[[ PASSAGE TO READ open ]]

The COVID-19 pandemic, and the waves of lockdowns and business interruptions it prompted, affected global supply chains in virtually every industry — and construction is no exception. Due to widespread shortages of building materials, and pent-up demand from projects that were delayed or postponed during the pandemic, costs for materials including lumber, copper, steel, aluminum and vinyl skyrocketed. According to the National Association of Homebuilders, lumber prices spiked to a more than 300% year-over-year increase in May. While prices have since come down, they remain higher than historical averages and data suggest that demand for construction materials is approaching pre-pandemic levels.

[[ PASSAGE TO READ closed ]]
[[ DATA EXCERPT open ]]

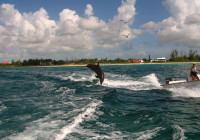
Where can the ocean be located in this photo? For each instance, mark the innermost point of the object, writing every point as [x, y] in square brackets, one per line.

[[ DATA EXCERPT closed ]]

— PROBLEM STATEMENT —
Update the passage on construction material costs from the words containing "The COVID-19 pandemic, and" through "approaching pre-pandemic levels.", with "lumber" changed to "timber". The listing has nothing to do with the passage on construction material costs.

— SOLUTION —
The COVID-19 pandemic, and the waves of lockdowns and business interruptions it prompted, affected global supply chains in virtually every industry — and construction is no exception. Due to widespread shortages of building materials, and pent-up demand from projects that were delayed or postponed during the pandemic, costs for materials including timber, copper, steel, aluminum and vinyl skyrocketed. According to the National Association of Homebuilders, timber prices spiked to a more than 300% year-over-year increase in May. While prices have since come down, they remain higher than historical averages and data suggest that demand for construction materials is approaching pre-pandemic levels.